* [TEXT EXCERPT]:
====
Turning off a leafy avenue on Singapore’s Sentosa Island, you enter a long driveway that winds past manicured lawns and a muster of peacocks, before arriving at what looks like a great white ship floating atop a sea of green: ‘The Knolls’ to locals. The 1880s colonial mansion that makes up the main part of Capella Singapore was originally home to the British Army, who used the red-roofed building as a venue for gala dinners, where posh soirées for the who’s who of 19th-century Singapore society lit up Sentosa Island.
When the British moved out, the building was abandoned for years, until the property was bought by Millenia Hotel Private Limited (an associate company of Pontiac Land Group), which invested US$260 million into refurbishing and regenerating the stunning setting. Today, the original building is home to the reception area, the Andre Fu (Fullerton Bay Hotel in Singapore and Upper House Hotel in Hong Kong)-designed fine dining Cassia restaurant and The Library, where guests can borrow books or DVDs from the hotel’s collection, as well as enjoy coffee, tea and snacks served around the clock. It’s a great spot to steep yourself in the history of the building and the island as you look out across the 30 acres of tropical gardens from the white-columned balcony.
Step outside the main building and you’re confronted with a baffling and incongruous shape. Commissioned in 2004 to redevelop the property for Capella, Lord Norman Foster created a modern addition that imitates the colours of the mansion, using the same terracotta colour as the roof tiles and a similar louvre effect on the sides of the new building, which embraces the resort like two huge arms.
In the middle of this wood and steel envelope, the terraces of Bob’s Bar and The Knolls restaurant look down onto three cascading swimming pools which tumble down the hillside, almost all the way to the beachfront promenade that runs the length of the south shore of Sentosa Island.
We checked into Garden Villa number 51 on the west side of the property, tucked away down a narrow path just wide enough for a golf buggy, its banks spilling over with lush greenery and orchids. The Jaya Ibrahim-designed suites are a showcase of minimal perfection, with rattans and woods in beige and dark brown, and wide open spaces that create a light and airy feel.
Outside the 133 square metre suite, a private plunge pool and sun loungers are shaded from the long-stay apartments behind the main property by a thick wall of greenery, so no one can see in.
An open-air shower and bathtub offer guests the chance for a truly liberating experience, but even though you’re entirely shielded from view, the occasional passing golf buggy or gardener can have you reaching for your towel.
====
* [DATA LINES]:

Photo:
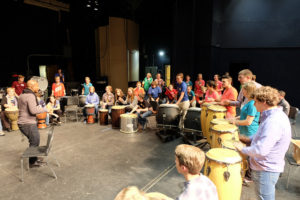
====
* [YOUR TASKS]:
a – Answer these questions from the Capella Singapore text, one line each:
(i) How much money did Millenia Hotel Private Limited invest in refurbishing the property?
(ii) Who was commissioned in 2004 to redevelop the property for Capella?
(iii) How large is the Garden Villa suite, in square meters?
b – Translate this sentence from the Capella Singapore text into Spanish: "Step outside the main building and you’re confronted with a baffling and incongruous shape."
c – Continue the Capella Singapore text with the next part, beginning after its final sentence.

* [THE RESULTS]:
a –
(i) US$260 million
(ii) Lord Norman Foster
(iii) 133 square meters

b – Sal del edificio principal y te encontrarás con una forma desconcertante e incongruente.

c –
Lighting, air conditioning, blinds and shutters are all controlled by a rather fantastic and easy-to-use digital control box beside the bed, which matches the sleek black telephones and Bose sound systems (one for the bedroom and one for the living room). But there’s more to get excited about than man-made marvels.
Look beyond the manicured lawns that line the drive leading up to the resort and you’ll find that the entire property is literally overflowing with immaculate greenery, which is carefully sculpted by the hotel’s small army of landscapers and gardeners.
The 30-acre site is home to five ‘heritage trees’, carefully preserved during the construction of the new property, as well as more than 5,000 trees from 60 different species, plus 2,000 palms, 700 bamboo plants, 40,000 ferns, 125,000 shrubs, and nearly 250,000 other plants.
The air is thick with the scent of vegetation, and it’s easy to get lost in the winding walkways that separate the main hotel buildings from the villas, which spread out like a fan.
The resort also features more than 400 pieces of art – paintings, sculptures and other works including 100 metal fish that line the wall to the Auriga Spa – which were collected by a curator or commissioned specifically for the resort.
Although the hotel’s policy means the staff were tight-lipped about the famous faces who have graced The Capella with their presence, I did discover that Martha Stewart had stayed in one of the hotel’s 436 square metre colonial mansions (apparently she wrote about it on her blog, so it’s no secret) and the private dining room in Cassia has played host to at least one high-profile political delegation.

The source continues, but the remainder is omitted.